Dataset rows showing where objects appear
★ ★ ★ ★ ★
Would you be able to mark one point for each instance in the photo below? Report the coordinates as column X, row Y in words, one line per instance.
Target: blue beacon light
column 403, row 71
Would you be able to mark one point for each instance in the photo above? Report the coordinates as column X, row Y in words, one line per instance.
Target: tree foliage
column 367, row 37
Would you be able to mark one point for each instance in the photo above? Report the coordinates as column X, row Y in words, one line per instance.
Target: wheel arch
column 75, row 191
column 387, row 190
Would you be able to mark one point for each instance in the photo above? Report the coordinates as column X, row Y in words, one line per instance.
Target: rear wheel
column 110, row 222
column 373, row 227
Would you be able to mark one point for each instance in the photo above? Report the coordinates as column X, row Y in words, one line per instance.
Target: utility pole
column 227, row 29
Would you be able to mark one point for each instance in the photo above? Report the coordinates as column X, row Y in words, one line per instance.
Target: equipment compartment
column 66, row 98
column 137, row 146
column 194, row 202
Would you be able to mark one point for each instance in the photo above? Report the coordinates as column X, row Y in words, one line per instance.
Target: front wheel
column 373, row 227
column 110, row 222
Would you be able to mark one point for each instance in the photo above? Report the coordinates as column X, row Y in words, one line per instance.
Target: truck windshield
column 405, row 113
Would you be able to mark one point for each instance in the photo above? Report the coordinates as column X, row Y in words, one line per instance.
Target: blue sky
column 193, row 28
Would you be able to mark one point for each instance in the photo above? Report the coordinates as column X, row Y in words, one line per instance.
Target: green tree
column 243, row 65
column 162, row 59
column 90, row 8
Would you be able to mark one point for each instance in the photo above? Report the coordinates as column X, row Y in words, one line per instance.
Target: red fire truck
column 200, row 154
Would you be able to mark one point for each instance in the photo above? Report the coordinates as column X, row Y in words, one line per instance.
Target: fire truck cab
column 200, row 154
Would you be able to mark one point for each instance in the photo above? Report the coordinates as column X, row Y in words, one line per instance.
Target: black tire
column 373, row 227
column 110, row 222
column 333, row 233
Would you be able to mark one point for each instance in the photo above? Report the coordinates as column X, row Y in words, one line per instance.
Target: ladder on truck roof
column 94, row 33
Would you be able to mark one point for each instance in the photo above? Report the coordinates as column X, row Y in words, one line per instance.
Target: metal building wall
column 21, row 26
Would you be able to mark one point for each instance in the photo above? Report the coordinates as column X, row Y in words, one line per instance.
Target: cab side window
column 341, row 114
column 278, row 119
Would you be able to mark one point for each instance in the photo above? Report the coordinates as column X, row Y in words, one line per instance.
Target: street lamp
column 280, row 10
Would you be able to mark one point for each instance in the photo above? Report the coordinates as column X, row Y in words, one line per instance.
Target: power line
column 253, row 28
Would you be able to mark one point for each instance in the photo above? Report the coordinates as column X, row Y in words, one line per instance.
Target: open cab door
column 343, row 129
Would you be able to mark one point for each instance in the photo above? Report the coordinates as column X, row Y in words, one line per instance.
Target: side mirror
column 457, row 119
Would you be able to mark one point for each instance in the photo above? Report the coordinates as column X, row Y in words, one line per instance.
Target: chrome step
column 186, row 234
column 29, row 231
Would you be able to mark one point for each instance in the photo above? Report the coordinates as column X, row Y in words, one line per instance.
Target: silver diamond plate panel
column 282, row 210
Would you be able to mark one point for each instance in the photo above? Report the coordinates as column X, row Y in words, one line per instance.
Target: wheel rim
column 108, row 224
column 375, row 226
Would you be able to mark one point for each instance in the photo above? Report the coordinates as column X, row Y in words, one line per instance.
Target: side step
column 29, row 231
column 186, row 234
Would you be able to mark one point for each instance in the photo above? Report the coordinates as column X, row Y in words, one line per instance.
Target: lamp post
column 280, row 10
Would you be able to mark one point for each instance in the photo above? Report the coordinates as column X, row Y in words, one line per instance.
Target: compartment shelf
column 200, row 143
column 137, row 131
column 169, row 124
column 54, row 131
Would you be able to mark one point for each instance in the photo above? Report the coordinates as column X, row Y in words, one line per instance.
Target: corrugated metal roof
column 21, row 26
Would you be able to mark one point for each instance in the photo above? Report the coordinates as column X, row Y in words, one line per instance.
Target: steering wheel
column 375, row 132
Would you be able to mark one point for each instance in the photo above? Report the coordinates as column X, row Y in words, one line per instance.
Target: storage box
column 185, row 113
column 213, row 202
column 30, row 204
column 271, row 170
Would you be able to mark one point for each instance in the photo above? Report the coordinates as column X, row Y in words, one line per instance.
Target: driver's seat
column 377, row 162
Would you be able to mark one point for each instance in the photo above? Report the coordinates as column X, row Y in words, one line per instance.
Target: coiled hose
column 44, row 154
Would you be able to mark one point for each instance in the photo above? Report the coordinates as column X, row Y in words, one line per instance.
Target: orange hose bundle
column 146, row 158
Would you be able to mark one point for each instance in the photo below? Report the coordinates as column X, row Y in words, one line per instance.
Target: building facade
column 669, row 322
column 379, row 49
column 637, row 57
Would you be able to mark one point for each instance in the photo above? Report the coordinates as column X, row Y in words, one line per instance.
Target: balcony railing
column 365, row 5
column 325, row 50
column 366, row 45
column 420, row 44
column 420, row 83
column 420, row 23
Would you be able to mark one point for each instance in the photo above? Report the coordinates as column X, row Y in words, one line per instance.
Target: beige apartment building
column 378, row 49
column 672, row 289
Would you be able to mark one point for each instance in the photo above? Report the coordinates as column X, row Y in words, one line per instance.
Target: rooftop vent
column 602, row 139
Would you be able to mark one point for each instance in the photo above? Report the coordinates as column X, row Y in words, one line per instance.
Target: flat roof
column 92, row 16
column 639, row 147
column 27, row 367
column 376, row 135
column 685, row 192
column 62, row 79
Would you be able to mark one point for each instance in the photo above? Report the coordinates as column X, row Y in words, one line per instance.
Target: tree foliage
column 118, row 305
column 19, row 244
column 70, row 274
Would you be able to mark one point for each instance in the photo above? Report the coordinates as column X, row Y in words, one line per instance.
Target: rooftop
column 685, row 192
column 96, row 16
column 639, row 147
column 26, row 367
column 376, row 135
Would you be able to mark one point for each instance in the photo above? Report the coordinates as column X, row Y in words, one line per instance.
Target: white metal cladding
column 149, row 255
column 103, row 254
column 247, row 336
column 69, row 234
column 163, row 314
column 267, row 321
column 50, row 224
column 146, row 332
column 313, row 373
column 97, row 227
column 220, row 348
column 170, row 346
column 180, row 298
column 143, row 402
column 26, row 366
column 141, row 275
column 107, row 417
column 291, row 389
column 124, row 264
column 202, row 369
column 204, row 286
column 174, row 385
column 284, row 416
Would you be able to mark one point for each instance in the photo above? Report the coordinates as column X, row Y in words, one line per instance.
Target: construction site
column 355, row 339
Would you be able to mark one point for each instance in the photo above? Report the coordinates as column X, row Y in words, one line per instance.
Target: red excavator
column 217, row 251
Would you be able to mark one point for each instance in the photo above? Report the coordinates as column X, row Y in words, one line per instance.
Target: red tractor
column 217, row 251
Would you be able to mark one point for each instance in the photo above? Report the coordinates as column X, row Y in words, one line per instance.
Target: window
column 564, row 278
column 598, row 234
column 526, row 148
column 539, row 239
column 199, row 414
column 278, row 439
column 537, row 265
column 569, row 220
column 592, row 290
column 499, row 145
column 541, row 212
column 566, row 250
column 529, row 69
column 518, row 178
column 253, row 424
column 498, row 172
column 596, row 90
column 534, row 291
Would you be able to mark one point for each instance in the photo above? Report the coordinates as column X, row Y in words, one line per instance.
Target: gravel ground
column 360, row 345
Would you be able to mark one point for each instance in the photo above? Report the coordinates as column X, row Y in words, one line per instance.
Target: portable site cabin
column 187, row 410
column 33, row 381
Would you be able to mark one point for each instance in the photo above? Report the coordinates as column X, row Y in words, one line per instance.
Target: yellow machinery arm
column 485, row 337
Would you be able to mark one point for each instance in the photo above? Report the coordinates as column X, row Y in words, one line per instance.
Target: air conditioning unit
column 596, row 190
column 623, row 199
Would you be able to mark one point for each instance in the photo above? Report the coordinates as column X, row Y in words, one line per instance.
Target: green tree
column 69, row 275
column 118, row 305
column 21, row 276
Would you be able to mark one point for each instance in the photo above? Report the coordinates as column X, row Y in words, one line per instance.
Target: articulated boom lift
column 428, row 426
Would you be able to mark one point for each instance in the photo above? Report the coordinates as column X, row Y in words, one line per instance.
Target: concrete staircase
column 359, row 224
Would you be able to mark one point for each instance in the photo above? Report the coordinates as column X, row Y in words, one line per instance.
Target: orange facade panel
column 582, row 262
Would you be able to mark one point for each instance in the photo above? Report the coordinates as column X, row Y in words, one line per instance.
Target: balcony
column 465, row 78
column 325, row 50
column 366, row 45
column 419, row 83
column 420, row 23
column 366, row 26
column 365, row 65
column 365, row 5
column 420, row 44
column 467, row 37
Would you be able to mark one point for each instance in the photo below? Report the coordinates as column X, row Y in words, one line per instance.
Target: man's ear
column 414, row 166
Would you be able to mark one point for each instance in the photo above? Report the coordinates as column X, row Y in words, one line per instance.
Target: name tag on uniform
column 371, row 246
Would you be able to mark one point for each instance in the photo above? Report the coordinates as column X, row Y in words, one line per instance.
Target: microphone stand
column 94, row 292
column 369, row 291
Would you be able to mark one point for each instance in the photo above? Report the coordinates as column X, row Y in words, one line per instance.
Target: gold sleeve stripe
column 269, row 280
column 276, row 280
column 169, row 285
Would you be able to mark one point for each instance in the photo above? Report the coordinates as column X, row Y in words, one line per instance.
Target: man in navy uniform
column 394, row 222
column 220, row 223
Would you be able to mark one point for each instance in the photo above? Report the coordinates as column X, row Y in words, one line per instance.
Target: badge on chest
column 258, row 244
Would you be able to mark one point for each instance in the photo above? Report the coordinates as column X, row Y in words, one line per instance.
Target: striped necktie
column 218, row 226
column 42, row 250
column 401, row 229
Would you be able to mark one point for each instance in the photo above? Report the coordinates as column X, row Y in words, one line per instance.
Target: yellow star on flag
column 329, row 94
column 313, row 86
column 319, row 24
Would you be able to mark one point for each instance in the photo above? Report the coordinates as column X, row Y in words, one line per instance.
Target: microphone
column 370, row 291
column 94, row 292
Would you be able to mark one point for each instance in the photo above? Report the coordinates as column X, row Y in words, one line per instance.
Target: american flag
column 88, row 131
★ ★ ★ ★ ★
# TASK TO COMPLETE
Copy everything from the start of the data above down to the line containing "column 405, row 113", including that line, word for word.

# COMPLETED EXERCISE
Would you be able to mark one point for each instance in the photo below? Report the coordinates as column X, row Y in words, one line per instance.
Target: blue beacon light
column 403, row 71
Would you be able to mark one point for each instance in the photo above? Report the coordinates as column X, row Y in words, one line per instance.
Target: tree foliage
column 367, row 37
Would you be able to mark one point for each instance in the photo above? Report the coordinates as column X, row Y in words, one line per instance.
Target: wheel arch
column 75, row 191
column 387, row 190
Would you be able to mark one point for each instance in the photo above? Report the coordinates as column X, row Y in words, one line per instance.
Target: rear wheel
column 110, row 222
column 373, row 227
Would you be able to mark one point for each instance in the photo above? Report the coordinates as column X, row Y in words, one line per instance.
Target: utility pole
column 227, row 29
Would you be able to mark one point for each instance in the photo above? Report the coordinates as column X, row Y in words, one line per instance.
Target: equipment compartment
column 66, row 98
column 137, row 146
column 194, row 202
Would you be able to mark one point for each instance in the photo above? Report the coordinates as column X, row Y in words, one line per instance.
Target: front wheel
column 373, row 227
column 110, row 222
Would you be able to mark one point for each instance in the photo above? Report the coordinates as column X, row Y in words, one line per instance.
Target: truck windshield
column 405, row 113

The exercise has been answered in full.